> [LIST OF TASKS]:
1. Answer these questions from the post on byte order in C code, one line each, marked (a), (b), (c):
(a) What does the receiving code for machine B assume getbyte() returns?
(b) Which bus does the writer recall as a pain to work with?
(c) According to the reply, what does sendbyte(data32>>24) always send?
2. Go on writing the post about byte order in C code, starting after its final line.

> [SOURCE DOCUMENT]:
Here's C code for machine A to send a 32 bit integer as a sequence of four bytes in little endian order::
    sendbyte(data32);  sendbyte(data32>>8);  sendbyte(data32>>16);  sendbyte(data32>>24);
And code for machine B to receive that 32 bit integer (assumes getbyte() returnes an unsigned 8 bit integer):
    data32=getbyte();  data32|=getbyte()<<8;  data32|=getbyte()<<16; data32|=getbyte<<24;

This C code doesn't care if the machine it is on is big endian or little endian.
However the C code on both ends must be aware of the integer size it is dealing with, be it 8,16,32 bits.
So the serial link spec may need to fully define the format of the data stream, not just say whether
it is big or little endian.

Plenty of C code out there that is not endian agnostic like that, and I'm fine with it.
Those 24 bit shifts are expensive if your compiler is turned down to dumb,
a typecast of an int32 pointer to an array of bytes may look like a more efficient way to code.
Most machines these days are little endian with 8/16/32/64 bit word sizes, and I'm fine
with code that assumes this is the case.  (There are some big endian machines though.)

But if you are trying to code for a machine that could be either big or little endian
or might have some weird word length in hardware, I'm of the opinion that the above
is the best way to do it.  If nothing else, it's very easy to read.
 
Endian-ness has even more repercussions when creating hardware.
I always found that working with the big-endian VME bus was a PITA,
the extra shifts were rather expensive back in the days of TTL,

It seems obvious at first glance, big-endian means we send over the most significant byte first,
and little endian means we send over the least significant byte first.
But implementation of this in a mixed environment can become a real head scratcher.
Especially if the implementation is not thoroughly thought out before coding starts.


>  Your sendbyte() example, the sendbyte(data32>>24) leaves the high byte for sending.
>  If you don't know the endian order, how do you know you didn't just rotate the data of interest onto the floor?

I don't quite follow.
sendbyte(data32>>24)   will always send the 8 msb's of that 32 bit word, regardless of what machine you are on.
I know I didn't rotate the data of interest onto the floor because I know that my data was in the 8 msb's of the 32 bit word. 

> The second example is no different. Indeed, since the shift right operator "backfills" with 0's
> and has higher precedence that the bitwise AND operator, you example always sends 0 to the function. Why bother? 

 
Hmm.  This second example?

> [DATA SHOWN]:
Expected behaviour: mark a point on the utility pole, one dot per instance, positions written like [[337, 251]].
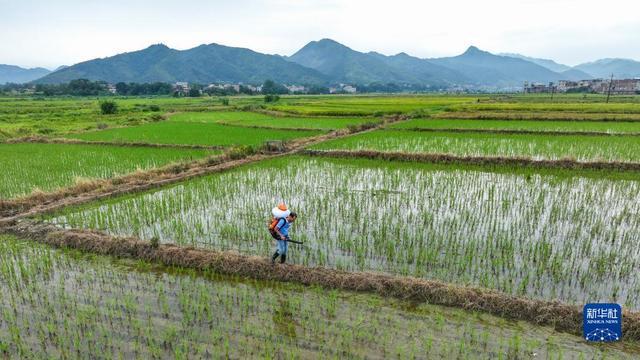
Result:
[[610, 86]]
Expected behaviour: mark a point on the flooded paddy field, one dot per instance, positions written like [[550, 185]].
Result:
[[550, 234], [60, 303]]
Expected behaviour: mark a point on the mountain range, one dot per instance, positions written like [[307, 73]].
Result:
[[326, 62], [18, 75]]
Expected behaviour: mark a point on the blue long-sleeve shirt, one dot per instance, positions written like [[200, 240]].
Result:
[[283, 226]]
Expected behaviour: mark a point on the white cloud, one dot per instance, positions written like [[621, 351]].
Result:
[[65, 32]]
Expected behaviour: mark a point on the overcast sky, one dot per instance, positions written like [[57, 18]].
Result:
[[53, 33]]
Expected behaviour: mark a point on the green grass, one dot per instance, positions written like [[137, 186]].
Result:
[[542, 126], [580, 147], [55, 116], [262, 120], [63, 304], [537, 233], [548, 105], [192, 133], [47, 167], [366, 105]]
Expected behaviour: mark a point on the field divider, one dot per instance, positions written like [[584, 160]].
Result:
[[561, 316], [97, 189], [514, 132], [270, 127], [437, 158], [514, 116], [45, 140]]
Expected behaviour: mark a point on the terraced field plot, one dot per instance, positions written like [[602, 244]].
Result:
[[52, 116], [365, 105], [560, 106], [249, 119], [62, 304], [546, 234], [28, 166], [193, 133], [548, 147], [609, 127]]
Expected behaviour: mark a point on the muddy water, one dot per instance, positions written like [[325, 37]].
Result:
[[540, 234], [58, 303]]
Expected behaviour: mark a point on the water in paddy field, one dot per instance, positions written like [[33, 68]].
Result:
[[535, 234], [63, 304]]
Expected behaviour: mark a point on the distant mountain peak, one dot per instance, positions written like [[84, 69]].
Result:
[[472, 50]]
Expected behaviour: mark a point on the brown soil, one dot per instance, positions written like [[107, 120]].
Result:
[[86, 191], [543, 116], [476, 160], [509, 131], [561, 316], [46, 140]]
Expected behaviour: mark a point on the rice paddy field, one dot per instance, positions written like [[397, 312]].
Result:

> [RESPONSE LIST]:
1.
(a) An unsigned 8 bit integer.
(b) The big-endian VME bus.
(c) The 8 msb's of the 32 bit word, regardless of what machine it runs on.

2.
    sendbyte((data32>>24)&0xff);
Only difference from the previous is that it makes it clear to the reader
that we are only interested in sending 8 bits.  And might save us from 
some weird bug if sendbyte() was not defined as an unsigned 8 bit int.
Looks fine to me.

Jerry


On Thu, Mar 8, 2018 at 10:34 am, Jack Purdum wrote:
OK, so what happens if you send an int from Allard's code to a 64 Intel I7? Compiler vendors are completely free to decide the byte order of all of their data types. My software company used to produced C programming tools (compilers, editors, assemblers, linkers) for both 8 bit and 16 bit machines. We made sure our Endians were the same, simply from a marketing standpoint. However, sending binary data from a 8 bit compiler to someone else's 16 bit compiler has no guarantee of working. Data structure packing and endian use is totally up to the compiler vendor. Indeed, there was one 8-bit MSDOS compiler vendor who chose to use -1 for NULL. The old XJ11 C standards committee made no restrictions on such things and the are defined as "implimentation dependent". That's why you should use NULL instead of 0 when checking string lengths. Now you could send the data as ASCII, but then you slow the transmission because values 0 through 255 only take 1 binary byte, but up to 3 ASCII bytes.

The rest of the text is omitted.